- Set task
Count the lines below that contain the string "house" and give only that number.

- Provided data
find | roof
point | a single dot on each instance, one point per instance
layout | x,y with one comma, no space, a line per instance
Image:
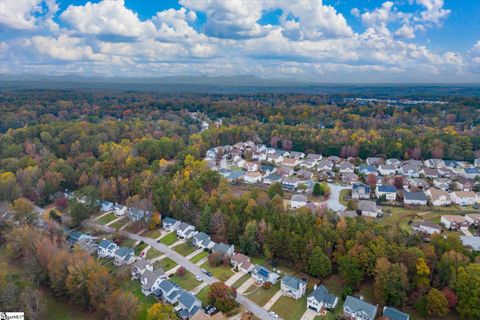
394,314
358,305
293,282
387,189
415,196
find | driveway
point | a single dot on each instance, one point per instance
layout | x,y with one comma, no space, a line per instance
191,267
333,202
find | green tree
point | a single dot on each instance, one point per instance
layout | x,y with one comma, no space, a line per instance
319,264
437,304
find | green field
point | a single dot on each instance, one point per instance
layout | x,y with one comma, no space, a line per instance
199,256
184,249
166,264
290,309
261,295
221,272
187,282
169,239
106,218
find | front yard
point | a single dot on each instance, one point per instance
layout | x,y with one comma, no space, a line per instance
169,239
222,273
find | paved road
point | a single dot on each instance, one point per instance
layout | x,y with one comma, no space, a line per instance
191,267
333,202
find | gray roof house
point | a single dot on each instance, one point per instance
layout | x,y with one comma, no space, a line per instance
320,299
358,309
394,314
293,287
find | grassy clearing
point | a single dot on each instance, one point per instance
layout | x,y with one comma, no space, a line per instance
106,218
187,282
169,239
166,264
261,295
199,256
290,309
154,234
184,249
222,273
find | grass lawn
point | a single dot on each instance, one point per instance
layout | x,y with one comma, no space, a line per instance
120,223
290,309
240,281
199,256
169,239
153,253
184,249
139,248
261,295
106,218
154,234
221,272
187,282
166,264
203,295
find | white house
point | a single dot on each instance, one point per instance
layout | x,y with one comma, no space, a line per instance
321,299
252,177
262,275
298,201
186,231
438,197
106,249
293,287
390,192
464,198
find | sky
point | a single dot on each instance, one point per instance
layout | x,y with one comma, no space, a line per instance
325,41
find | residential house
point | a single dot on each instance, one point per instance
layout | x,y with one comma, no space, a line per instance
262,275
360,191
464,198
139,267
252,177
106,249
415,198
202,240
453,222
293,287
434,163
325,165
390,313
241,262
464,184
272,178
346,167
439,197
473,219
136,214
124,256
186,231
442,183
151,280
223,249
387,169
170,224
188,305
350,178
369,209
389,192
357,309
321,299
426,227
298,201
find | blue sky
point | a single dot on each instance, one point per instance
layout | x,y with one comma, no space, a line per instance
367,41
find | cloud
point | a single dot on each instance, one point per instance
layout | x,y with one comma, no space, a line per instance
106,18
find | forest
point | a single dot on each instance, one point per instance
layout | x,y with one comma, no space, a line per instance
144,149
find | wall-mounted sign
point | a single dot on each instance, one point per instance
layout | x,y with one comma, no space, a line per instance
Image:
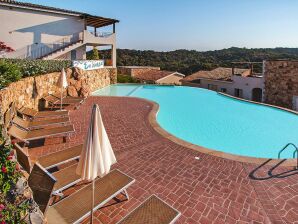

- Result of the exercise
3